**Task input:**
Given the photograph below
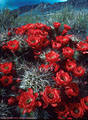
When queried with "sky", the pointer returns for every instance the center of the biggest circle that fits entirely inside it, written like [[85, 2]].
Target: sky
[[12, 4]]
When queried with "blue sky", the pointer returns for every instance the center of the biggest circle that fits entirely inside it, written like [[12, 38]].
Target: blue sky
[[12, 4]]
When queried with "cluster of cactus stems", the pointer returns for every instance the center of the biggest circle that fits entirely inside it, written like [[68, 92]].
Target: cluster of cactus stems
[[43, 72]]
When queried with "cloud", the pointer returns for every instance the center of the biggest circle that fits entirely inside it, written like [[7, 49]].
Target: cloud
[[17, 3]]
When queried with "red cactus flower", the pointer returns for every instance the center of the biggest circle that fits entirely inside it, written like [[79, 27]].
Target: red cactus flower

**What you will do:**
Please rewrite the whole listing above as a numbered list, leaving out blank lines and the pictures.

**Solution to this problem:**
1. Given the photograph below
2. When queried with "sky", the pointer returns for every instance the center of the biggest circle that fits entirely inside it, written like [[85, 2]].
3. Target: sky
4. [[12, 4]]
5. When queried with "blue sky", the pointer returns for every instance the center of the biggest circle that fits entirely inside it, written like [[12, 38]].
6. Target: blue sky
7. [[12, 4]]
8. When queried with "cluster of cactus stems", the pointer returns for every instance the center of the biggest circle that fits entirely inside it, written like [[68, 92]].
9. Target: cluster of cactus stems
10. [[43, 72]]
11. When queried with "cloud", the pointer returns for every instance the center of the biggest circle that fits entirely inside it, written like [[7, 49]].
12. Target: cloud
13. [[17, 3]]
14. When queried with "red cactus flower", the pointer returns for every instance the center of the biggest circle that fits entirely inside it, written like [[79, 27]].
15. Target: red cactus flower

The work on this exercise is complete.